-- EXTRACT TO READ --
☆ ☆ ☆ ☆ ☆
Unfortunately even when a tipping point in an ecosystem is reached it may take decades for the ripple effects to be clearly detected.

Your arguments are pure bullshit and my criteria for detecting that, is that they stink!

I doubt you'll listen or understand and appreciate this talk by E.O. Wilson but I' give you this link anyway...

http://www.ted.com/talks/e_o_wilson_on_saving_life_on_earth.html

There's always been plenty of poisonous stuff in ocean waters at low concentrations and even at localized high concentrations. What criteria do we use to ..."

I have issues with that statement. What time frame are you talking about when you use the wrod "Always"?

The world's oceans at one point before mankind started really having at it with industrial culture, were a nice clean pretty place.
☆ ☆ ☆ ☆ ☆
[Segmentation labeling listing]
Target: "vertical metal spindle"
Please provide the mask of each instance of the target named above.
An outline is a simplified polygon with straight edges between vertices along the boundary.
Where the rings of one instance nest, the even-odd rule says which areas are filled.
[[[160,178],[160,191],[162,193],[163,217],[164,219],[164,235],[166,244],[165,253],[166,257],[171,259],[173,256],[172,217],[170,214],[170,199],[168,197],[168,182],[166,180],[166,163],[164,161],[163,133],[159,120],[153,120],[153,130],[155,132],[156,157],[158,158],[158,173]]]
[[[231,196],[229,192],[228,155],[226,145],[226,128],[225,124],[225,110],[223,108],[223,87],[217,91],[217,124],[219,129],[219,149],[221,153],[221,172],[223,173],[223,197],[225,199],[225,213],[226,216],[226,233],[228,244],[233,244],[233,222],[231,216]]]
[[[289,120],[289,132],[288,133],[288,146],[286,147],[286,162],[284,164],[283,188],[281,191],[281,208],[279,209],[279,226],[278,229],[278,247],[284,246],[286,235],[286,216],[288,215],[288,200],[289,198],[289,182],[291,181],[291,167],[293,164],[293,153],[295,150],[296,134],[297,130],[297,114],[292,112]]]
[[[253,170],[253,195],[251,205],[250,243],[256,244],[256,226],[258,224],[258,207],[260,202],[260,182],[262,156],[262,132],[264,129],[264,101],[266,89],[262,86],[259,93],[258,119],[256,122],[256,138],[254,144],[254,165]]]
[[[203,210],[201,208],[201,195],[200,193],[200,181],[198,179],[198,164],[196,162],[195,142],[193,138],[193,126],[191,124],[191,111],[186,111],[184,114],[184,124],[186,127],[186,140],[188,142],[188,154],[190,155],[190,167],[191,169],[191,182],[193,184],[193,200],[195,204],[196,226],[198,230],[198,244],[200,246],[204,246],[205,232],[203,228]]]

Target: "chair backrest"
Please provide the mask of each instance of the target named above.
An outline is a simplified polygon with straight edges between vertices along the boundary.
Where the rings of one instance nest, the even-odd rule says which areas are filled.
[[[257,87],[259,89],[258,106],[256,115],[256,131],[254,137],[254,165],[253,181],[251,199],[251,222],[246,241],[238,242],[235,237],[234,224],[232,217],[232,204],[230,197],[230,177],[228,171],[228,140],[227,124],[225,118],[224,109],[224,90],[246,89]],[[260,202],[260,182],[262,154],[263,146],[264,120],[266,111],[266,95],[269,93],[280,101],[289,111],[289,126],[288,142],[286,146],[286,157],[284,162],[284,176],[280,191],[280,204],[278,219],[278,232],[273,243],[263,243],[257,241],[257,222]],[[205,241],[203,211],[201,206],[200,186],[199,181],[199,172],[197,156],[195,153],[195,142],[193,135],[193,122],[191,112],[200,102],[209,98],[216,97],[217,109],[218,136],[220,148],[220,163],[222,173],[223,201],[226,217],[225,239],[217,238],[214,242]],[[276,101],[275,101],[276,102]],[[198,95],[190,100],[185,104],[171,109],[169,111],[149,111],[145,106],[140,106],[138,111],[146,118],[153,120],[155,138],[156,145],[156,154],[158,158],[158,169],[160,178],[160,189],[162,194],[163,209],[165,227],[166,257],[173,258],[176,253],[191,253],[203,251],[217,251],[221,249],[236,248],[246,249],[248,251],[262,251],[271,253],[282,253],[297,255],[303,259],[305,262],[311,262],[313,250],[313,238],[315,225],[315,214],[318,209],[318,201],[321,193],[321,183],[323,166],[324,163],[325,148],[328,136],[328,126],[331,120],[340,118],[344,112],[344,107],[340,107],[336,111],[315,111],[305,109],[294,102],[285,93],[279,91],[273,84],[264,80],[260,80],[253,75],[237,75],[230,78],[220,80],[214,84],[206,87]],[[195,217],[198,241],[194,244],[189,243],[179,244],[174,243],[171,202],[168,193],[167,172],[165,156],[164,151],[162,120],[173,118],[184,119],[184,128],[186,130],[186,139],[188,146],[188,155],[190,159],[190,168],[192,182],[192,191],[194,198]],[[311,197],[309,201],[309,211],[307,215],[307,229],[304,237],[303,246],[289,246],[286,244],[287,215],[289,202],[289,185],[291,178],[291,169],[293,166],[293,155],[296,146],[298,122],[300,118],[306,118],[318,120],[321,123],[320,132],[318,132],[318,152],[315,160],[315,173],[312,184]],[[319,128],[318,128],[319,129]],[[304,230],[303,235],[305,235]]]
☆ ☆ ☆ ☆ ☆
-- WHAT YOU WILL DO --
[A] Translate this sentence from the ocean pollution comment into Spanish: "Unfortunately even when a tipping point in an ecosystem is reached it may take decades for the ripple effects to be clearly detected."
[B] Reproduce the part of the ocean pollution comment that opens with the words containing "I have issues" and closes with "clean pretty place.".

-- CORRECT ANSWERS --
[A] Lamentablemente, incluso cuando se alcanza un punto de inflexión en un ecosistema, pueden pasar décadas antes de que los efectos en cadena se detecten con claridad.

[B]
I have issues with that statement. What time frame are you talking about when you use the wrod "Always"?

The world's oceans at one point before mankind started really having at it with industrial culture, were a nice clean pretty place.